Set exercise. Quote the rows below verbatim, from the line containing "Every instance of the white bag" through the last row, including both of those lines. Leave the pictures out of your reply.

Entries supplied.
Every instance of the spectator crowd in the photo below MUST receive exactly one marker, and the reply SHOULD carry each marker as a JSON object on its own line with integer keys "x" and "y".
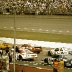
{"x": 36, "y": 7}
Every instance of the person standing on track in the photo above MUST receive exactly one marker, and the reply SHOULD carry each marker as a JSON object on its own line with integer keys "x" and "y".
{"x": 55, "y": 65}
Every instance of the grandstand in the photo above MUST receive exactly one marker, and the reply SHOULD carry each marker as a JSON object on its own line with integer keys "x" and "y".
{"x": 36, "y": 7}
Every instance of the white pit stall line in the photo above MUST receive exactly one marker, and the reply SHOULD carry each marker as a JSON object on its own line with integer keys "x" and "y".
{"x": 33, "y": 29}
{"x": 60, "y": 31}
{"x": 40, "y": 29}
{"x": 47, "y": 30}
{"x": 25, "y": 28}
{"x": 67, "y": 31}
{"x": 19, "y": 28}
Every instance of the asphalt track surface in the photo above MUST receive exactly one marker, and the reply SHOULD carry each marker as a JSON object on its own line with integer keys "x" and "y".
{"x": 47, "y": 24}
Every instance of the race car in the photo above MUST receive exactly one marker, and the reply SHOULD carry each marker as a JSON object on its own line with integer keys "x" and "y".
{"x": 26, "y": 55}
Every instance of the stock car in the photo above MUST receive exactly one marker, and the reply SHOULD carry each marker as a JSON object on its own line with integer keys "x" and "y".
{"x": 26, "y": 55}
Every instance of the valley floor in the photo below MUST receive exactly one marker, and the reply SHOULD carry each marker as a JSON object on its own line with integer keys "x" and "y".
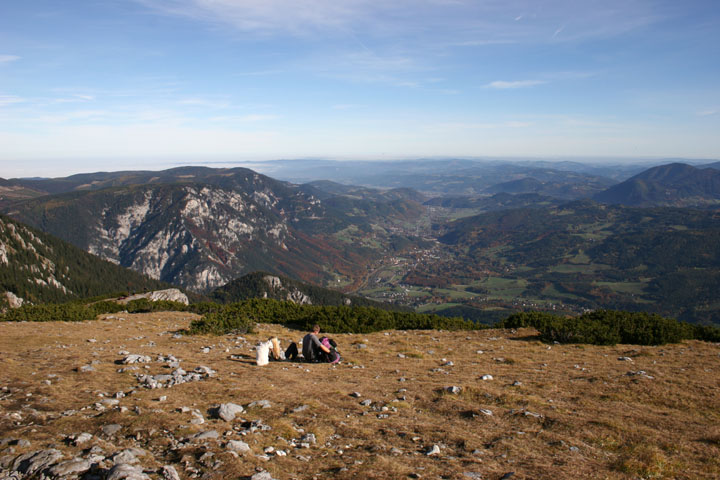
{"x": 547, "y": 412}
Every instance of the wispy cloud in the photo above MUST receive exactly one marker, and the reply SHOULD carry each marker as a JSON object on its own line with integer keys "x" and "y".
{"x": 484, "y": 125}
{"x": 482, "y": 23}
{"x": 203, "y": 102}
{"x": 502, "y": 84}
{"x": 75, "y": 98}
{"x": 8, "y": 59}
{"x": 708, "y": 113}
{"x": 9, "y": 100}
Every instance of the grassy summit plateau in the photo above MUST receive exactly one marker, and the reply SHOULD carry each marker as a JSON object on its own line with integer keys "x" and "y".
{"x": 549, "y": 411}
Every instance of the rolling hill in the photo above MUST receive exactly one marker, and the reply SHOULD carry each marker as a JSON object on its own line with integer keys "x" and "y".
{"x": 663, "y": 260}
{"x": 676, "y": 184}
{"x": 205, "y": 227}
{"x": 278, "y": 287}
{"x": 39, "y": 268}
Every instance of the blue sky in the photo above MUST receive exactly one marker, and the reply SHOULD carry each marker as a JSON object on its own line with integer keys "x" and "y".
{"x": 89, "y": 85}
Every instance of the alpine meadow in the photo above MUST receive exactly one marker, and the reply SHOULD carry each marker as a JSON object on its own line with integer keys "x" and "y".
{"x": 304, "y": 240}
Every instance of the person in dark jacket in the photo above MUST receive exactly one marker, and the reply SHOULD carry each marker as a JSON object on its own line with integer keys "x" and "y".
{"x": 312, "y": 346}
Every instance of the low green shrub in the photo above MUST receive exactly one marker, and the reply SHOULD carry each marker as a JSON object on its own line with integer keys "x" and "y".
{"x": 609, "y": 327}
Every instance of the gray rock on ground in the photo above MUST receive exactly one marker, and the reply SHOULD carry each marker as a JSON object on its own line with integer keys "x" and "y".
{"x": 76, "y": 466}
{"x": 434, "y": 450}
{"x": 111, "y": 429}
{"x": 228, "y": 411}
{"x": 208, "y": 435}
{"x": 135, "y": 358}
{"x": 124, "y": 471}
{"x": 238, "y": 446}
{"x": 262, "y": 476}
{"x": 168, "y": 472}
{"x": 37, "y": 461}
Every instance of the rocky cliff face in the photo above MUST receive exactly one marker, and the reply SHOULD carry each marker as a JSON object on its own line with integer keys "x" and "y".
{"x": 37, "y": 267}
{"x": 207, "y": 227}
{"x": 26, "y": 252}
{"x": 194, "y": 235}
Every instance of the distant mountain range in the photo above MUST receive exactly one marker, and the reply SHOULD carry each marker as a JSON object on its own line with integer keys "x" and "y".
{"x": 205, "y": 229}
{"x": 37, "y": 267}
{"x": 200, "y": 228}
{"x": 278, "y": 287}
{"x": 676, "y": 184}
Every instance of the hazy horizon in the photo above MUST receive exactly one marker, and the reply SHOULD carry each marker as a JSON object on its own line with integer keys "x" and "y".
{"x": 88, "y": 86}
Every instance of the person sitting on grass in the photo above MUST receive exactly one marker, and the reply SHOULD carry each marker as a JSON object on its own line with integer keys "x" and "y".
{"x": 312, "y": 346}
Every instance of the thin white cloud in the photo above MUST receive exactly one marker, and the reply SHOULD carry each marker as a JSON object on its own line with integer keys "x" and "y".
{"x": 6, "y": 100}
{"x": 250, "y": 118}
{"x": 8, "y": 59}
{"x": 203, "y": 102}
{"x": 75, "y": 98}
{"x": 502, "y": 84}
{"x": 461, "y": 22}
{"x": 483, "y": 125}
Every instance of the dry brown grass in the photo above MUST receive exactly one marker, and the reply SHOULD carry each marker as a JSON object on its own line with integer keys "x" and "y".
{"x": 575, "y": 414}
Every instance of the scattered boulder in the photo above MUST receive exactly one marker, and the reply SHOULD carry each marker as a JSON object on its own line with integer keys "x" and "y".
{"x": 170, "y": 294}
{"x": 75, "y": 466}
{"x": 78, "y": 440}
{"x": 261, "y": 404}
{"x": 262, "y": 476}
{"x": 124, "y": 471}
{"x": 238, "y": 447}
{"x": 37, "y": 461}
{"x": 208, "y": 435}
{"x": 434, "y": 450}
{"x": 112, "y": 429}
{"x": 168, "y": 472}
{"x": 130, "y": 359}
{"x": 228, "y": 411}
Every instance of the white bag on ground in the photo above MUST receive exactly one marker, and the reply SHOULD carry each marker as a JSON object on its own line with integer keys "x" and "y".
{"x": 263, "y": 351}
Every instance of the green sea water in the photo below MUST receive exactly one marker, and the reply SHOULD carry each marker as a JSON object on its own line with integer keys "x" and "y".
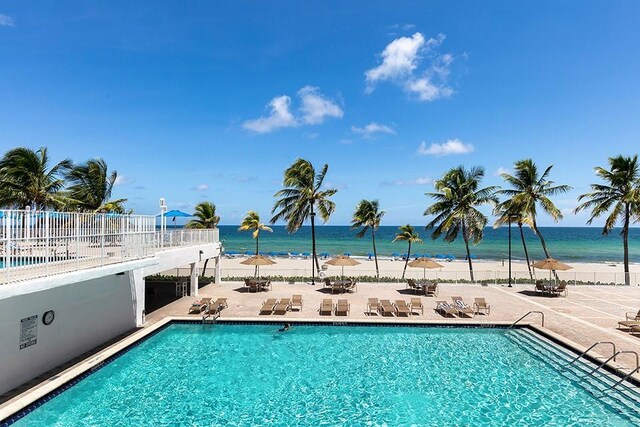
{"x": 585, "y": 244}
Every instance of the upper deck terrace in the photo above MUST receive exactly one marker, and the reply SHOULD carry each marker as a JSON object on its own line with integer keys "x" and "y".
{"x": 35, "y": 244}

Written solution.
Every instance of the white bag on ground in the photo above MUST receive exactly one marker, and the reply SHOULD carry each marker as a JSON object on its own line with integer keys "x" and "y".
{"x": 263, "y": 351}
Every instance of the green sea water in the photo below MUST receive exactly one marker, and the reply SHOULD carry each marker as a JSON object on its own line with integer keys "x" and "y".
{"x": 585, "y": 244}
Every instance of the upper deck terrace in the photo above MUST receive exactly one marker, and the reply SHOULD carry each marker as a JSON object on its own line with integer keys "x" and "y".
{"x": 35, "y": 244}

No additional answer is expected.